**EXERCISE TASK**
Please identify every line in the records below that contains the word "forested" and copy each of those lines.

**DATASET CONTENT**
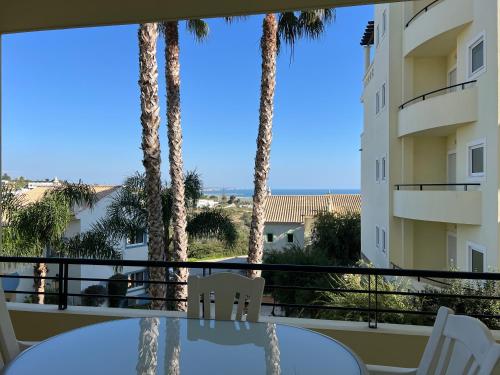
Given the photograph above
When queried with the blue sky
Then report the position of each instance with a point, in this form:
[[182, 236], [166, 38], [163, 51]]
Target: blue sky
[[70, 105]]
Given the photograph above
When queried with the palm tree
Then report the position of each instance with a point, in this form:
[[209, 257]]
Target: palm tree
[[37, 229], [127, 213], [287, 27], [150, 120], [200, 30], [147, 362]]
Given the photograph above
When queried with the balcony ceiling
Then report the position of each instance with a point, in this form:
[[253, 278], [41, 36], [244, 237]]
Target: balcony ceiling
[[31, 15]]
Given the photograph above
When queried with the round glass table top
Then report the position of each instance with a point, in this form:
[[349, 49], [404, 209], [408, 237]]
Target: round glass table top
[[187, 346]]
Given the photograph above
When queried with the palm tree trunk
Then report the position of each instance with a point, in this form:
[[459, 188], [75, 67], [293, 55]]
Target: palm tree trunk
[[150, 120], [147, 362], [40, 272], [173, 347], [268, 45], [179, 236]]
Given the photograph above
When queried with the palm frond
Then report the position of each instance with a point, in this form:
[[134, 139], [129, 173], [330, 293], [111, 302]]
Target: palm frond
[[199, 28], [213, 223], [79, 194]]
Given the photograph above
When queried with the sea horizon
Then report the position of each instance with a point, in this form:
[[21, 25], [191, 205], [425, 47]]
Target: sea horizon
[[240, 192]]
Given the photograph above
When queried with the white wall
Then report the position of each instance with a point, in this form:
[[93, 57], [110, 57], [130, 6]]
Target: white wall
[[280, 231]]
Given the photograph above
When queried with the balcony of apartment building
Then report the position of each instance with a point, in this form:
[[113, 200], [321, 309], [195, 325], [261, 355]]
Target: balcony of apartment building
[[458, 203], [361, 324], [439, 111], [432, 26]]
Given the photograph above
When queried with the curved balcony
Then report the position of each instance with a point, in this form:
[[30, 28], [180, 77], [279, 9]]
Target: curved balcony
[[439, 112], [449, 205], [433, 31]]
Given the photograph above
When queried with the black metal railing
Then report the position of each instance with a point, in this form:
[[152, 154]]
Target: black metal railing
[[371, 308], [438, 92], [421, 187], [420, 12]]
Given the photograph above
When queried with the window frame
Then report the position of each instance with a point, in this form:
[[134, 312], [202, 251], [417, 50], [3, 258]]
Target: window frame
[[476, 176], [136, 244], [384, 22], [472, 246], [383, 168], [133, 282], [383, 96], [383, 237], [481, 37]]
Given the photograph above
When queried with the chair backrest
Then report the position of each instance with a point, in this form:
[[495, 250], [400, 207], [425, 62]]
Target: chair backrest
[[460, 345], [9, 346], [226, 287]]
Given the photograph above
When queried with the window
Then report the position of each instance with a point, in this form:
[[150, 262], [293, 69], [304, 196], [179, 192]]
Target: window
[[383, 95], [384, 169], [477, 57], [476, 159], [136, 238], [384, 22], [383, 240], [137, 279], [477, 259]]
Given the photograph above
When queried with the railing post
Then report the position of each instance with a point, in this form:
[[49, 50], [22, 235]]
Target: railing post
[[60, 286], [65, 290]]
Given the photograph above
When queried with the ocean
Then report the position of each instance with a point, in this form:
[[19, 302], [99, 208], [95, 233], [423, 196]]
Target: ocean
[[246, 193]]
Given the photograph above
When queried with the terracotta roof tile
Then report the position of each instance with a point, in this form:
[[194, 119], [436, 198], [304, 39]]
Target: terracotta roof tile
[[293, 208]]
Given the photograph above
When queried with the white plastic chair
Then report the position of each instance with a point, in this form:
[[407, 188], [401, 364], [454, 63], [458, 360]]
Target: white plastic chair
[[458, 345], [225, 287], [9, 346]]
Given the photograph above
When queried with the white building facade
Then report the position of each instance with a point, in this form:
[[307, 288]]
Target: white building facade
[[430, 171]]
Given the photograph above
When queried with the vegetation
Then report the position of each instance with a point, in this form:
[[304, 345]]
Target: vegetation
[[174, 133], [287, 28], [37, 228], [150, 120], [338, 235]]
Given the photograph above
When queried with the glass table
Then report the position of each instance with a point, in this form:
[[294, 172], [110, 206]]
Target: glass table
[[187, 346]]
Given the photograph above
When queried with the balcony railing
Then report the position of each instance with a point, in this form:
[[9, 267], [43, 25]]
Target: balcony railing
[[422, 187], [444, 90], [371, 307], [422, 11]]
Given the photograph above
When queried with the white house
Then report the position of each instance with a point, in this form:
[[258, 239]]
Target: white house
[[134, 248], [289, 218]]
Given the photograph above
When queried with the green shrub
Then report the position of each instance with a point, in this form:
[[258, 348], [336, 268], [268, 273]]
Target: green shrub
[[94, 295], [294, 254], [338, 235], [360, 300], [117, 288]]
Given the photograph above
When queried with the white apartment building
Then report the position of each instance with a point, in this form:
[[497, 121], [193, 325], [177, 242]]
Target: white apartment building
[[430, 141]]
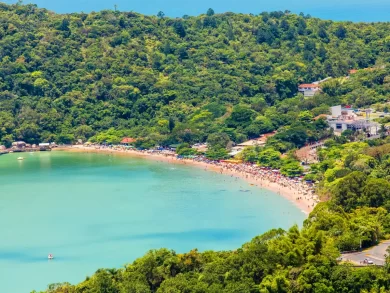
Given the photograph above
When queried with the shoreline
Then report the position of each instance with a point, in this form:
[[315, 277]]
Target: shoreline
[[296, 193]]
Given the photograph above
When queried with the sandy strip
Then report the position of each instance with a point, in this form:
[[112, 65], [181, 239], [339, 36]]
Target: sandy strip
[[305, 203]]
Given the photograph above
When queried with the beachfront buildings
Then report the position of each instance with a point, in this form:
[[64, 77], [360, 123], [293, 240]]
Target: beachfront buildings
[[310, 89], [343, 118]]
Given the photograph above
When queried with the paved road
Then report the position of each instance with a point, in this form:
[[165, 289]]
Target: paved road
[[376, 254]]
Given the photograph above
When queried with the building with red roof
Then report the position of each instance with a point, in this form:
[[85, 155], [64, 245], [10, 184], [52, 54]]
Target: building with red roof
[[128, 140], [309, 89]]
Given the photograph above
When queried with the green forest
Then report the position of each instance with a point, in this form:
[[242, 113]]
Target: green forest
[[105, 75], [219, 78]]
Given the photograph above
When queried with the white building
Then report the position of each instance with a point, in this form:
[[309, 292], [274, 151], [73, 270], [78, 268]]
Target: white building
[[343, 119], [309, 89]]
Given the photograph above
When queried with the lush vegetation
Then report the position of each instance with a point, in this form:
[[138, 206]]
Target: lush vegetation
[[102, 76], [221, 79]]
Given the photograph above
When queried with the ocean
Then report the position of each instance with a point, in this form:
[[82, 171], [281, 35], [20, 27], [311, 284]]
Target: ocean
[[97, 210], [352, 10]]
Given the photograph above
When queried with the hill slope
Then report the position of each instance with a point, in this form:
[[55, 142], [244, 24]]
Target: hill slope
[[67, 77]]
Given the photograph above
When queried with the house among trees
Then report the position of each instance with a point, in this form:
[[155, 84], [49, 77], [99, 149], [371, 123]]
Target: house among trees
[[345, 118], [310, 89], [128, 140]]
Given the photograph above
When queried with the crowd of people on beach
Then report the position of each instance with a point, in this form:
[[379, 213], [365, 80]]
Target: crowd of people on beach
[[298, 189]]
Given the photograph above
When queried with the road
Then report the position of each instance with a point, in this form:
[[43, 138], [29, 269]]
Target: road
[[375, 253]]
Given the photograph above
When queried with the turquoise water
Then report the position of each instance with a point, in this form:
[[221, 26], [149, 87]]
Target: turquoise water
[[354, 10], [98, 210]]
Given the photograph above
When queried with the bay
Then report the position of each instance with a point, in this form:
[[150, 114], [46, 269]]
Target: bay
[[353, 10], [98, 210]]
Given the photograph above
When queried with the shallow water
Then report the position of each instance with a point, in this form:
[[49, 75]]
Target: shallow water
[[98, 210]]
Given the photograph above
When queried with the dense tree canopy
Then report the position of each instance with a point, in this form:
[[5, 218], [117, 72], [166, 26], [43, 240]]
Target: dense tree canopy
[[219, 78], [104, 75]]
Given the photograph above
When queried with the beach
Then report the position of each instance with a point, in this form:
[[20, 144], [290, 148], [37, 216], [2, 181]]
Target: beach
[[301, 194]]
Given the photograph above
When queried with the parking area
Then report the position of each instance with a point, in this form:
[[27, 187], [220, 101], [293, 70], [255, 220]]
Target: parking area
[[373, 256]]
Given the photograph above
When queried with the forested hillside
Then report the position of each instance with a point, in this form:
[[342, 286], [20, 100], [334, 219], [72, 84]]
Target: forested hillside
[[104, 75]]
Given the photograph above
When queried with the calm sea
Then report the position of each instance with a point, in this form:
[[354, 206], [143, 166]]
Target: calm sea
[[354, 10], [98, 210]]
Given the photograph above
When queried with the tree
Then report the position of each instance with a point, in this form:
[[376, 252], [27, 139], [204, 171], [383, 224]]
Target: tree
[[218, 140], [160, 15], [341, 32], [179, 28], [210, 12]]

**ANSWER BELOW**
When queried with the forested hillside
Target: forested hillside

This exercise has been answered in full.